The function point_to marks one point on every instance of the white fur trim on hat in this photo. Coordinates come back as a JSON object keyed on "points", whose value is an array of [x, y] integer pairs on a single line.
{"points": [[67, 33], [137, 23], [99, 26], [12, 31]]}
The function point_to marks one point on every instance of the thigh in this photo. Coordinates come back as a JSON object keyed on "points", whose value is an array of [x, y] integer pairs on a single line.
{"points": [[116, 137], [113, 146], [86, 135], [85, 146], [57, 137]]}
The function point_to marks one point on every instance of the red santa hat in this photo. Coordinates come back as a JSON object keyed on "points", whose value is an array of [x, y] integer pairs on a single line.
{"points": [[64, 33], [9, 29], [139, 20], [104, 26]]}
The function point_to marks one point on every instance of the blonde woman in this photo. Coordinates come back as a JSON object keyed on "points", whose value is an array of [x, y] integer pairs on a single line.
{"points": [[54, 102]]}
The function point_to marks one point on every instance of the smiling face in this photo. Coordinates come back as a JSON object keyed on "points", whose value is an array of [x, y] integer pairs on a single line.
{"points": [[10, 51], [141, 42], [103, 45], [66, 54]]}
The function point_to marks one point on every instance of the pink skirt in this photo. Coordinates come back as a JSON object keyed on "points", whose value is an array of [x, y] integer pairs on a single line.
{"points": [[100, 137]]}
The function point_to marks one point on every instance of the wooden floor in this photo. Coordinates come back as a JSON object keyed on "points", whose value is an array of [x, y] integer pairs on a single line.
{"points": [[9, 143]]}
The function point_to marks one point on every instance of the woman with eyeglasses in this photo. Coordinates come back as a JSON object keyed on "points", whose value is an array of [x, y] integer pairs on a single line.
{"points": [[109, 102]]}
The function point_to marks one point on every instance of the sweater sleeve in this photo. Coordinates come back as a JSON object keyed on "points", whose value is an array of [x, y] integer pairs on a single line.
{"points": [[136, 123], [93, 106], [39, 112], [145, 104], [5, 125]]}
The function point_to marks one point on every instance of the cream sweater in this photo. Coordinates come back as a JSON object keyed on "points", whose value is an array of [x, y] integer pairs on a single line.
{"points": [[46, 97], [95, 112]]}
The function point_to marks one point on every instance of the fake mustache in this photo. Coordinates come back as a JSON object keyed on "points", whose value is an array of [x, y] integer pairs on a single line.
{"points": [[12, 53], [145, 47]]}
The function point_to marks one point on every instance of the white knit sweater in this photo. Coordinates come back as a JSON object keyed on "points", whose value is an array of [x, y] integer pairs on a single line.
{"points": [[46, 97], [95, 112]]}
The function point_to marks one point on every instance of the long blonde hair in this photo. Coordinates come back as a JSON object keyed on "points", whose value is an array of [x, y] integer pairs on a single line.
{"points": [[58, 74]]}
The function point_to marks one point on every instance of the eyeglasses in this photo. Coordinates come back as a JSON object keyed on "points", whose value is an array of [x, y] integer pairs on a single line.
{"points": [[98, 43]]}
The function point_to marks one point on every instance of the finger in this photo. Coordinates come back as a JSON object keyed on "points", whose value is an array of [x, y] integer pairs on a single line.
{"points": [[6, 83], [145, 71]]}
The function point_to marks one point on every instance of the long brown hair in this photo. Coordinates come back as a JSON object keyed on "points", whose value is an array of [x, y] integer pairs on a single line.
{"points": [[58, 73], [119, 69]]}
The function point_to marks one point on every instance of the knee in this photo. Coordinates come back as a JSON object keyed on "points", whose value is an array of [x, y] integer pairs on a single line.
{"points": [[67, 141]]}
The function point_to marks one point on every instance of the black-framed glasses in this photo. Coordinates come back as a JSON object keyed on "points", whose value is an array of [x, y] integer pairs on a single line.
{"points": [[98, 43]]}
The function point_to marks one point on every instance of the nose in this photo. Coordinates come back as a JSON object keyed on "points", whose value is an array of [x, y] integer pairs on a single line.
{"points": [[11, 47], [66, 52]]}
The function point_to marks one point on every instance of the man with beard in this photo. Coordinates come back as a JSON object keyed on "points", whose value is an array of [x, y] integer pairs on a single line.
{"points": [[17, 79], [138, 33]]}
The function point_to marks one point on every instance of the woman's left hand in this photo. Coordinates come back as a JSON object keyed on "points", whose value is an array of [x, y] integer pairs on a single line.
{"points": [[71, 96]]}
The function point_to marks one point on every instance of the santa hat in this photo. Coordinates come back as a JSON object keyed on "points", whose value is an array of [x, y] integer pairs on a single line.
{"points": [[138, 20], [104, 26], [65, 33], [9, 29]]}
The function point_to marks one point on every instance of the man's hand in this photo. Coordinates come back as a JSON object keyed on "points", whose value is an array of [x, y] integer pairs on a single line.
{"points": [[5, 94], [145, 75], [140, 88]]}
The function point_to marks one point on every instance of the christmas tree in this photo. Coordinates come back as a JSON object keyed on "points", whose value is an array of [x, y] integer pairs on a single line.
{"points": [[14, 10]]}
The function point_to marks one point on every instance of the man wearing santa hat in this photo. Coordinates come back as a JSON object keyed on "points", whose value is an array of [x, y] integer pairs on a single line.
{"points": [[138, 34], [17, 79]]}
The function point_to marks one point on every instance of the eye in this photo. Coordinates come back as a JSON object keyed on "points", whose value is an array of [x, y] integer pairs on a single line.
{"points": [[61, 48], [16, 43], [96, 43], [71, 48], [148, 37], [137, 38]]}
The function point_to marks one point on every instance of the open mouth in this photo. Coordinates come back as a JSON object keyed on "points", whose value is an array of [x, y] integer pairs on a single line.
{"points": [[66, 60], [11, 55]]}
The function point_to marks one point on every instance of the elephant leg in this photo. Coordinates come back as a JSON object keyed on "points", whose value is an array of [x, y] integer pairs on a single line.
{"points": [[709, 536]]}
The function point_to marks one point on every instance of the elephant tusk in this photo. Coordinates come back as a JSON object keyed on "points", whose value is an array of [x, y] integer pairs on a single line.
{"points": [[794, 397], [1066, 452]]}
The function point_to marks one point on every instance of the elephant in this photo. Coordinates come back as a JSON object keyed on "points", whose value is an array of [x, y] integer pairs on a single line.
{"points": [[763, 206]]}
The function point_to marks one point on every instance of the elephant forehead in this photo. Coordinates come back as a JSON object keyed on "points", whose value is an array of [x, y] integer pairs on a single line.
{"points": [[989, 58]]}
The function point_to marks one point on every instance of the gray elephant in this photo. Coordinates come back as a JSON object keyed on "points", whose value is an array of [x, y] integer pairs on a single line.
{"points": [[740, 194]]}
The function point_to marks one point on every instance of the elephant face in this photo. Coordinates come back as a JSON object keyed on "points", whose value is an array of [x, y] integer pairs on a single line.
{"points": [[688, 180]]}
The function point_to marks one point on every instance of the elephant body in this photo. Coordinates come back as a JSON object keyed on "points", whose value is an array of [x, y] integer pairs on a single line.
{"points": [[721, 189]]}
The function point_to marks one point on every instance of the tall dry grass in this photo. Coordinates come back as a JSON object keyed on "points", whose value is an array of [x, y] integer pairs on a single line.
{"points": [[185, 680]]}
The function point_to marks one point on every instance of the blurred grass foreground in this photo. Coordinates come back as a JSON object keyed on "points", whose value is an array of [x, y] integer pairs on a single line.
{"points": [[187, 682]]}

┄┄┄┄┄┄┄┄┄┄┄┄┄┄┄┄┄┄┄┄

- WHAT TO PRODUCE
Please reproduce the listing above word for word, every line from the first to the last.

- OUTPUT OF THE TASK
The function point_to marks one point on every instance of the white fur trim on hat in this photo. Coordinates come back as a JSON object keyed on "points", whose value is an array of [x, y] integer pairs on a single line.
{"points": [[67, 33], [137, 23], [99, 26], [12, 31]]}
The function point_to marks one point on every instance of the thigh in this photo. Coordinates come back as a JSON object keyed on "points", whose value is an array of [x, y] integer pairs on a single line.
{"points": [[116, 137], [113, 146], [86, 135], [85, 146], [57, 137]]}
The function point_to marks one point on every instance of the red santa hat in this photo. Coordinates come back as a JSON object keyed on "points", whose value is an array of [x, y] integer pairs on a single line.
{"points": [[64, 33], [9, 29], [139, 20], [104, 26]]}
The function point_to marks one point on every instance of the blonde woman in this photo. Coordinates come back as a JSON object keyed on "points", whose value is an array of [x, y] integer pairs on a single line.
{"points": [[54, 102]]}
The function point_to marks one point on every instance of the smiling face in this photo. Coordinates come back as a JSON object keyed on "points", whose value is an array of [x, y] integer pairs on a single line.
{"points": [[10, 51], [141, 42], [103, 45], [66, 54]]}
The function point_to marks one point on every instance of the pink skirt in this photo. Coordinates come back as a JSON object keyed on "points", whose value is an array of [x, y] integer pairs on a single line.
{"points": [[100, 137]]}
The function point_to marks one point on every instance of the wooden floor in this photo. Coordinates come back as a JSON object keyed on "points", whose value is an array of [x, y] integer pairs on a single line.
{"points": [[9, 143]]}
The function point_to marks one point on every instance of the woman with eyeglasses in this photo. Coordinates come back as a JSON object keyed on "points", whose value is an array of [x, y] integer pairs on a single line.
{"points": [[109, 102]]}
The function point_to marks one point on every instance of the sweater sleeve in this photo. Coordinates come back as a JSON object keyed on "points", whose value is an array of [x, y] integer pairs on a single line.
{"points": [[136, 123], [93, 106], [39, 112], [145, 104], [5, 125]]}
The function point_to marks one point on every instance of the cream sweater in this photo. Coordinates come back as a JSON object keyed on "points", whose value is an array of [x, y] integer pairs on a single line.
{"points": [[46, 97], [95, 112]]}
The function point_to marks one point on every instance of the fake mustache in this photo. Coordinates come back as a JSON object keyed on "points", whose value is an array of [x, y] integer pairs on a single line.
{"points": [[12, 53], [145, 47]]}
The function point_to marks one point on every instance of the white knit sweater in this photo. Coordinates come back as a JSON object keyed on "points", whose value is an array of [x, y] integer pairs on a single line.
{"points": [[46, 97], [95, 112]]}
The function point_to marks one point on every instance of the long blonde hair in this photo. Coordinates come back as a JSON object keyed on "points", whose value is an array of [x, y] integer pairs on a single line.
{"points": [[58, 74]]}
The function point_to marks one point on every instance of the eyeglasses in this photo. Coordinates come back as a JSON object keyed on "points", whose value is an array of [x, y] integer pairs on a single line.
{"points": [[98, 43]]}
The function point_to marks one point on every instance of the finger in this photo. Coordinates come back as a JSON object keyed on "points", whose value is an array of [x, y] integer pairs on a single line.
{"points": [[6, 83], [145, 71]]}
The function point_to marks one point on every instance of the long brown hair in this photo. Coordinates come back as a JSON object keyed on "points", whose value is an array of [x, y] integer pairs on a single line.
{"points": [[58, 73], [119, 69]]}
The function point_to marks one point on every instance of the knee in this photo. Coordinates come back as a JSON object keyed on "points", whose value is an array of [x, y] integer pairs on a single line.
{"points": [[67, 141]]}
The function point_to marks one point on every instance of the black-framed glasses in this photo. Coordinates come back as a JSON object keyed on "points", whose value is an array of [x, y] integer pairs on a single line.
{"points": [[98, 43]]}
The function point_to marks one point on every instance of the nose in this photo. Coordinates come back as a JSON object keyed on "points", whose value is an array of [x, y] integer pairs on a single line.
{"points": [[11, 47], [66, 52]]}
The function point_to marks one point on every instance of the man with beard in this photo. Coordinates come back as a JSON object keyed on "points", whose value is an array of [x, y] integer pairs on a single line.
{"points": [[17, 79], [138, 33]]}
The function point_to marks one point on every instance of the woman's left hand in this photo. Coordinates come back as a JSON object keyed on "points", whose value is an array of [x, y] integer pairs on a single line.
{"points": [[71, 96]]}
The function point_to marks one point on every instance of the santa hat in this photo. Coordinates come back as a JSON object keyed on "points", whose value is an array of [x, y] integer pairs on a single line.
{"points": [[138, 20], [104, 26], [65, 33], [9, 29]]}
The function point_to marks one point on every instance of the man's hand in this photo. Coordinates come back as a JSON object keyed on "points", whose value is an array of [x, y] integer pairs on a single line.
{"points": [[5, 94], [145, 75], [140, 88]]}
The function point_to marks one point on every instance of the christmas tree in this photo. Coordinates come back as a JSON object keyed on "points", whose value is an array of [x, y] integer pairs on a single line.
{"points": [[14, 10]]}
The function point_to marks one point on every instance of the man wearing santa hat in this photo. Coordinates come back as a JSON object keyed on "points", whose value is an array of [x, y] integer pairs on a single line.
{"points": [[138, 34], [17, 79]]}
The function point_to marks one point on every instance of the eye in this photo. Coordinates come back as a JSON object keyed on "points", whose value is an array of [x, y] integer pairs on a single line.
{"points": [[61, 48], [16, 43], [96, 43], [71, 48], [148, 37], [137, 38]]}
The function point_to marks one point on every instance of the open mouth in this photo. Coordinates come back as a JSON object keyed on "points", whose value is an array of [x, y] integer pairs on a single line.
{"points": [[66, 60], [11, 55]]}
The function point_to marks one point on every instance of the elephant leg in this photo. Coordinates come back as a JSON object keyed on "points", whose value is an array of [x, y] integer pairs on a single line.
{"points": [[709, 536]]}
The function point_to marks one point on every instance of the elephant tusk in this photo. Coordinates come back as a JSON object keyed on "points", whose value is an array of [x, y] integer pairs on a single line.
{"points": [[794, 397], [1066, 452]]}
The function point_to marks one point on every instance of the elephant in this photo. Coordinates come back as a JSON object keyed on "points", whose value is an array of [x, y] integer pairs on a single line.
{"points": [[763, 206]]}
The function point_to marks one point on every instance of the elephant forehead in this photo. Coordinates come back as a JSON object keyed on "points", whose value is an array of [x, y] integer pairs on a single line.
{"points": [[989, 58]]}
The function point_to marks one point on every instance of the gray elephant in this photo. Coordinates come back as a JSON object keyed on "points", whose value is an array of [x, y] integer pairs on a single line.
{"points": [[740, 194]]}
The function point_to marks one point on every instance of the elephant face in this photo. Coordinates come back as a JSON object keyed on "points", whose value is an array of [x, y] integer pairs on a single line.
{"points": [[688, 180]]}
The function point_to marks one point on every instance of the elephant body in this photo. Coordinates come back as a JSON object keyed on "points", whose value is an array of [x, y] integer pairs on a single line.
{"points": [[721, 189]]}
The function point_to marks one point on every instance of the tall dry grass in this photo. Coordinates come back as a JSON object keyed on "points", whose value is an array of [x, y] integer pairs on a single line.
{"points": [[185, 680]]}
The function point_to marks one point on every instance of the blurred grass foreground in this photo. Coordinates come back as a JSON object keyed on "points", whose value is an array of [x, y] integer pairs on a single line.
{"points": [[187, 682]]}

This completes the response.